Instruction: Copy the data below word for word, starting with the line that contains "I need help finding the statue's draped" and going on through the line that contains "107 36 127 52", including both of those lines.

Given data:

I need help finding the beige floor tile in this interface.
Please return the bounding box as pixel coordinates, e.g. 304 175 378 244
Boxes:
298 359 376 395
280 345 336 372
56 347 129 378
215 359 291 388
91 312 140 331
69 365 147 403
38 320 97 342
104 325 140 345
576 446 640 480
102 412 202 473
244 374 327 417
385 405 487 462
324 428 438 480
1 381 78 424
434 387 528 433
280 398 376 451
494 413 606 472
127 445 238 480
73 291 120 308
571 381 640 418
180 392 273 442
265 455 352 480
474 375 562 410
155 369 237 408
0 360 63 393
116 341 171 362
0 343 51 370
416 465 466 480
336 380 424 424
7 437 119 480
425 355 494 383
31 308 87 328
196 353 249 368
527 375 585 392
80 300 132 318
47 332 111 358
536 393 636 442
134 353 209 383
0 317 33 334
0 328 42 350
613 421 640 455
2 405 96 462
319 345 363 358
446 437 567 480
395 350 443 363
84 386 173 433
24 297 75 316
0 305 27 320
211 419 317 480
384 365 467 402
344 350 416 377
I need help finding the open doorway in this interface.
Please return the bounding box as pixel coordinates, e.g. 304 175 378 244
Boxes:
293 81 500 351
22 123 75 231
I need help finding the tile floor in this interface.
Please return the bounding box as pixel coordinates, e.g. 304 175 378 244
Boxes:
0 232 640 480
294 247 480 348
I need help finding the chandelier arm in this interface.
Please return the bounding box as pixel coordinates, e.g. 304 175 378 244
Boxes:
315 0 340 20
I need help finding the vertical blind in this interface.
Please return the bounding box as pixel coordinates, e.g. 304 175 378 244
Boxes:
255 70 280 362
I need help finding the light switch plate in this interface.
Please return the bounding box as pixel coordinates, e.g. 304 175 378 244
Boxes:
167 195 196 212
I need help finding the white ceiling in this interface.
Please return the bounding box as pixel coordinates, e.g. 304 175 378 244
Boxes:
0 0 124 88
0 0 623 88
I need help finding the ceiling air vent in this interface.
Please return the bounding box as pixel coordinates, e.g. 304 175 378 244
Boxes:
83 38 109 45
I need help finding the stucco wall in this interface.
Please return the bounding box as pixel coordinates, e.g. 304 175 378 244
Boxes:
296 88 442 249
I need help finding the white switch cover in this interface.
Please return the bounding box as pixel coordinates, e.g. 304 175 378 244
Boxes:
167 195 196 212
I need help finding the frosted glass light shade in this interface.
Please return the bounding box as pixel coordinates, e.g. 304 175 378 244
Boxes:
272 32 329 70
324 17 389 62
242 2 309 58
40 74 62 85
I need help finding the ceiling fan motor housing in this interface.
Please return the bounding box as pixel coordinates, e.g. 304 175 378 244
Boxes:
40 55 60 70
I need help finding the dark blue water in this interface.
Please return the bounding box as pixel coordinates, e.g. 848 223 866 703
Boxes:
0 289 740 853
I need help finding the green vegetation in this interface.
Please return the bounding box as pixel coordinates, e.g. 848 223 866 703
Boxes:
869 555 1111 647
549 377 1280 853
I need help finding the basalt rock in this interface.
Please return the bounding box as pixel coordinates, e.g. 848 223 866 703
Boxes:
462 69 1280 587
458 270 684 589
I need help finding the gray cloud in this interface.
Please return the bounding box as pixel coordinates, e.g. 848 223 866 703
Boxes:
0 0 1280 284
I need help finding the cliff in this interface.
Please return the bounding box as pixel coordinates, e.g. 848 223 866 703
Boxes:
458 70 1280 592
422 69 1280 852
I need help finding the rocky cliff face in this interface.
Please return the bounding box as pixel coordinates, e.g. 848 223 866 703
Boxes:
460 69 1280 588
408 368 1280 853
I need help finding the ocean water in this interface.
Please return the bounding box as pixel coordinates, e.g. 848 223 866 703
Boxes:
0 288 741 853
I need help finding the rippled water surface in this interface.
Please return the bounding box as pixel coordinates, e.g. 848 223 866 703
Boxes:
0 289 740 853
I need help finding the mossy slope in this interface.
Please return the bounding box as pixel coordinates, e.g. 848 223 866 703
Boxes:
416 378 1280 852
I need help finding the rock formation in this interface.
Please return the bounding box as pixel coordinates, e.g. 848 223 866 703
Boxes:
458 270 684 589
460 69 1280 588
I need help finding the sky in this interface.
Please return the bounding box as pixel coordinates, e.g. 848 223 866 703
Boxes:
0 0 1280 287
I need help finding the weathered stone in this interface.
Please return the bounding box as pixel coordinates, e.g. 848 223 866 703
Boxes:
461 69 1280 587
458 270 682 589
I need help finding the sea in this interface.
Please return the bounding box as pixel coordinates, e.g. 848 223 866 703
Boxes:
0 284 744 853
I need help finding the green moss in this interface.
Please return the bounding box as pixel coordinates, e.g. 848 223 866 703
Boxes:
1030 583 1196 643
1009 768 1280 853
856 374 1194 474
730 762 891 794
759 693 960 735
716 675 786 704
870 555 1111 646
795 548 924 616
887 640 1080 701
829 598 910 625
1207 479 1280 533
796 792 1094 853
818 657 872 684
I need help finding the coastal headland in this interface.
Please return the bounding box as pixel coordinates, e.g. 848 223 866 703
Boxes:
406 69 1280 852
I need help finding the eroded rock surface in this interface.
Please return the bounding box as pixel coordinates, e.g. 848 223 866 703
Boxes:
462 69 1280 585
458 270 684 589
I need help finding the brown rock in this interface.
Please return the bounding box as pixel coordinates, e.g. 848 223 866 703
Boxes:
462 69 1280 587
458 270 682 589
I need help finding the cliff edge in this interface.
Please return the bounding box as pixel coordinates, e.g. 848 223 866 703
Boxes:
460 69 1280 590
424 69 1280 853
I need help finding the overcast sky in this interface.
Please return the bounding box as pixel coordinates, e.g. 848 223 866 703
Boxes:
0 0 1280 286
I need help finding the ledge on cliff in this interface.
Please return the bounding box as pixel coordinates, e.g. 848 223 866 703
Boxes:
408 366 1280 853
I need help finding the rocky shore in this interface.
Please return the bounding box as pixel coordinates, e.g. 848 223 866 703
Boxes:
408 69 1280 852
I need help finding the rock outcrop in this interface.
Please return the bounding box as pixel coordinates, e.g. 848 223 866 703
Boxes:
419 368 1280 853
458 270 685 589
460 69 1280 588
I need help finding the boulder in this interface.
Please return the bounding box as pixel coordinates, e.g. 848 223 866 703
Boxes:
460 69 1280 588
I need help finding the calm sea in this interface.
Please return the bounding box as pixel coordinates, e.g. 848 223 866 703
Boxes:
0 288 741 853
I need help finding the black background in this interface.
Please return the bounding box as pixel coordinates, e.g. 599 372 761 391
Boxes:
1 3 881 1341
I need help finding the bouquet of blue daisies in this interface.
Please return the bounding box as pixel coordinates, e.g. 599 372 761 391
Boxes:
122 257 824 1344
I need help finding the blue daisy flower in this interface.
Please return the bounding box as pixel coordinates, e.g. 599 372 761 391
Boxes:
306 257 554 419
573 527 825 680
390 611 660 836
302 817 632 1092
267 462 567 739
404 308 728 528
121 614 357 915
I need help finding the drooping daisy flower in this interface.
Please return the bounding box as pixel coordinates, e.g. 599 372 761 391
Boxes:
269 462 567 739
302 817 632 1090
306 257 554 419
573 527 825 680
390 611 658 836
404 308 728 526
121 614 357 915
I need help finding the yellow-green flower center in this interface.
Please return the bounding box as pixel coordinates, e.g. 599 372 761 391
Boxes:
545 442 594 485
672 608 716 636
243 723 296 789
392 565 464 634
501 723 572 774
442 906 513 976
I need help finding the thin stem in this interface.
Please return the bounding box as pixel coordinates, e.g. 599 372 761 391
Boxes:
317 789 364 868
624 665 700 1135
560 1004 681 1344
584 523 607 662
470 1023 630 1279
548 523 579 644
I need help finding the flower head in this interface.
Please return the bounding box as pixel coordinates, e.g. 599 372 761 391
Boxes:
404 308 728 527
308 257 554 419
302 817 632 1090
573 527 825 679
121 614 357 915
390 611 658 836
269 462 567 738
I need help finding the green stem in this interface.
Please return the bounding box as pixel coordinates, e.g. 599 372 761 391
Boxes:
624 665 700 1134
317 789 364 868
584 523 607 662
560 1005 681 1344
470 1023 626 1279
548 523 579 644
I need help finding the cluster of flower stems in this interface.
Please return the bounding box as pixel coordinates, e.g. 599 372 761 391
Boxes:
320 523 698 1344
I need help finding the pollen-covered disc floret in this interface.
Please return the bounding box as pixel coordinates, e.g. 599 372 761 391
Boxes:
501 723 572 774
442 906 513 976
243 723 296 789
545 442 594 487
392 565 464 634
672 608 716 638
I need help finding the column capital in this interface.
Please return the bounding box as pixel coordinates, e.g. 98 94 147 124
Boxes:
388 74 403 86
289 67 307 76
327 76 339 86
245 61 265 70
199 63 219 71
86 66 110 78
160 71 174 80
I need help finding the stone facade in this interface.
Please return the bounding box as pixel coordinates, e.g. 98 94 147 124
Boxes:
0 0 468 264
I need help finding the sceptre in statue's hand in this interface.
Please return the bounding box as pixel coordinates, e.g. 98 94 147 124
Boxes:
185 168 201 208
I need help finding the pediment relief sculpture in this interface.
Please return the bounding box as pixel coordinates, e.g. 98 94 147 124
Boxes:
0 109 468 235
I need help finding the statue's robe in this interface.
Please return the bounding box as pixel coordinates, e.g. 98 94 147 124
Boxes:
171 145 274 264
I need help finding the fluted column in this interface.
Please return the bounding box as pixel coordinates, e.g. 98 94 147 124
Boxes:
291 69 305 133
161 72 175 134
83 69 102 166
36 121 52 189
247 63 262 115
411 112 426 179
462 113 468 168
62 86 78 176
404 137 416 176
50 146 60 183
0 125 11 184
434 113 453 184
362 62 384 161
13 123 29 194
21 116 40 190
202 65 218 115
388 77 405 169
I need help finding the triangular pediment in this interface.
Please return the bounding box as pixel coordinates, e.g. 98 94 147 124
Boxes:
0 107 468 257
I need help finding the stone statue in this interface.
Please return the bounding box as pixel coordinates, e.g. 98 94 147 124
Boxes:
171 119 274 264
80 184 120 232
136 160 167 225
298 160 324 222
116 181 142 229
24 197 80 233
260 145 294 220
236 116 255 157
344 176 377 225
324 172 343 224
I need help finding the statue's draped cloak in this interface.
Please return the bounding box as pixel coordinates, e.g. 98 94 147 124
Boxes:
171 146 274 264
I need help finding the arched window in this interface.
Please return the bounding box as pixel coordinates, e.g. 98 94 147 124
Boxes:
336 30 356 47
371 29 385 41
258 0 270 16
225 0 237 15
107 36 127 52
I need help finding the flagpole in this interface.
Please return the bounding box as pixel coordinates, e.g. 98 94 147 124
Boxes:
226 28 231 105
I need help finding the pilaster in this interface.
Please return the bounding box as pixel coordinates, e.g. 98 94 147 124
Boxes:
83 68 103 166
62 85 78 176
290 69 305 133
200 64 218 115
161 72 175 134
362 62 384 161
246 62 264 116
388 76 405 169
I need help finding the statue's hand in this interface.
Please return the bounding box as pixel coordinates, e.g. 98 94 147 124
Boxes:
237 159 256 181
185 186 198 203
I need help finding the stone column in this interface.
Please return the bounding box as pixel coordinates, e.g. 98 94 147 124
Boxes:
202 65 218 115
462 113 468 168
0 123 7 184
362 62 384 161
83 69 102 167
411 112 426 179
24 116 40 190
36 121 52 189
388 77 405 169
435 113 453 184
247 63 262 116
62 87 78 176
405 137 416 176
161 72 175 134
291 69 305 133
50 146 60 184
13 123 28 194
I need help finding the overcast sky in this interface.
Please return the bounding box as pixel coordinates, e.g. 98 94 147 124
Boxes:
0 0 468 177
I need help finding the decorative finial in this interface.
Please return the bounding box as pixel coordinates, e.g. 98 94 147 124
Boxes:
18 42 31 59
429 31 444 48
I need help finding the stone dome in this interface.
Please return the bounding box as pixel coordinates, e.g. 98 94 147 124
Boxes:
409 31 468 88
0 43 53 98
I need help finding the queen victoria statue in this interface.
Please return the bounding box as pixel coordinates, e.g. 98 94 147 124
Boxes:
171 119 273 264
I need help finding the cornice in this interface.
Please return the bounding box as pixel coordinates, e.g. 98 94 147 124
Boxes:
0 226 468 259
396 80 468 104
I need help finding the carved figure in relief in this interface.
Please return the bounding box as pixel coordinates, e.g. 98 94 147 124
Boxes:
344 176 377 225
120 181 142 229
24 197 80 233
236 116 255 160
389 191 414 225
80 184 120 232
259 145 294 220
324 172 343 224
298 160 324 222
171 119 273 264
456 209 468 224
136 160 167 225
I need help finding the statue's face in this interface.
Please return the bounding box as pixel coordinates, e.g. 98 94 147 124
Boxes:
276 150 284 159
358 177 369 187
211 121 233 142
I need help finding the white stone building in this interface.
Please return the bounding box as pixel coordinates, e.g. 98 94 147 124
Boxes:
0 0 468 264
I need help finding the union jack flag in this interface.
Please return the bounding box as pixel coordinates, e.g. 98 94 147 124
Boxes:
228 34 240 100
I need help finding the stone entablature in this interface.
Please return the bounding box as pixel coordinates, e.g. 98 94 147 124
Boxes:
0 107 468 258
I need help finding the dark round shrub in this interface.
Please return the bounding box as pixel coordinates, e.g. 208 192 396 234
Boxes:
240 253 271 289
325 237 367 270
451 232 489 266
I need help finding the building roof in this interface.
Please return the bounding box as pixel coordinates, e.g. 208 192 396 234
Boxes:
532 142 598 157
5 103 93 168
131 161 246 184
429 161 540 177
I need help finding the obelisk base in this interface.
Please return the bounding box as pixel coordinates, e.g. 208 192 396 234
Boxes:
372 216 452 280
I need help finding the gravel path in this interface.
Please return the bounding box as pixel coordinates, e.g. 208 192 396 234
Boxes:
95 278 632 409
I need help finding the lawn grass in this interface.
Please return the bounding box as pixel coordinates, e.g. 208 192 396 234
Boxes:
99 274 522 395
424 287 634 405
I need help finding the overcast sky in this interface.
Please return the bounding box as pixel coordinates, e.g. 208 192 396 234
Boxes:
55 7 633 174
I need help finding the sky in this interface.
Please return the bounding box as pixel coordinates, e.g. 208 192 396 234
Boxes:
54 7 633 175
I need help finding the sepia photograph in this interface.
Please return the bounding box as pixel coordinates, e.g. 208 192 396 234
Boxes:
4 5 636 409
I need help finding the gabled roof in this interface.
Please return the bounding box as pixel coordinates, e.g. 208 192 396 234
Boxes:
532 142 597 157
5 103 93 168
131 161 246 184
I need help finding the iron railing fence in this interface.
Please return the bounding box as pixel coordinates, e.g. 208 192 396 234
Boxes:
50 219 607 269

Final answer:
I need help finding the statue's draped cloak in this interface.
Please return the bounding box as pixel coordinates, e.g. 98 94 147 124
Boxes:
171 146 274 264
I need help finding the arched window in this interface.
Please return the bounding box as pixel coordinates, e.g. 98 94 147 124
Boxes:
336 30 356 47
371 29 385 41
258 0 270 16
225 0 237 15
107 36 127 52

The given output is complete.